PARTS OF THE EXERCISE |
1) Transcribe the passage of the Google Analytics update that begins at the words "But we’re getting" and stops after the words "may spike temporarily.".
2) In one to three sentences, explain why the Google Analytics update says user and session counts will decrease after the change.

The f/stop: This Week in Digital Marketing

digital marketing updates“I Can See Clearly Now…”

Or, at least it’s easier to see the full picture of user behavior in Google Analytics. Currently, GA separates users on AMP and non-AMP pages, which makes it not so user-friendly to navigate across the two-page formats.

But we’re getting an update in the way GA is counting and reporting site visitors to AMP and non-AMP pages by having the user IDs unified. Since the change includes bringing AMP together with non-AMP data, there will be a few reporting fluctuations to look out for, such as:

  • User and session counts will decrease as Google starts recognizing the IDs as one user (AMP and non-AMP).
  • As IDs are reset, the New Users metric may spike temporarily.
  • Other metrics such as pageviews per session, bounce rate, and time on site will not be looked at as multiple sessions between AMP and non-AMP pageviews. This will affect metrics until users who have viewed AMP pages previously are unified.

AMP pages served from the Google AMP Cache or any other cache will not be affected. Google’s focus in on fixing the issue for public domain user visits first.

DATASET ENTRIES |
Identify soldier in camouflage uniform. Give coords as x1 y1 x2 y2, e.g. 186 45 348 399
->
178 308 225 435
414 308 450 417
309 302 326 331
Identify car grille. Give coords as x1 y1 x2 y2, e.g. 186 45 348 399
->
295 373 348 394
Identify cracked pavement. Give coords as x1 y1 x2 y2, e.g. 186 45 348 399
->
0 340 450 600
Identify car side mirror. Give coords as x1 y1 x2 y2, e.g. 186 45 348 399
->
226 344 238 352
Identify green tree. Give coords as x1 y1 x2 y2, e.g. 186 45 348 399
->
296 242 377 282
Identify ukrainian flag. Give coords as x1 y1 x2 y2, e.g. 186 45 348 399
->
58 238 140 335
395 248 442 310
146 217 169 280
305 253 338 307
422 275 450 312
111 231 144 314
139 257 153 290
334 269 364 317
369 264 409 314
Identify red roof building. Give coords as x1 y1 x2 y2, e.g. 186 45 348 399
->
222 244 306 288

SOLUTIONS |
1)
But we’re getting an update in the way GA is counting and reporting site visitors to AMP and non-AMP pages by having the user IDs unified. Since the change includes bringing AMP together with non-AMP data, there will be a few reporting fluctuations to look out for, such as:

  • User and session counts will decrease as Google starts recognizing the IDs as one user (AMP and non-AMP).
  • As IDs are reset, the New Users metric may spike temporarily.

2) User and session counts will decrease because Google will start recognizing a visitor's AMP and non-AMP IDs as one user. Google Analytics currently separates users on AMP and non-AMP pages.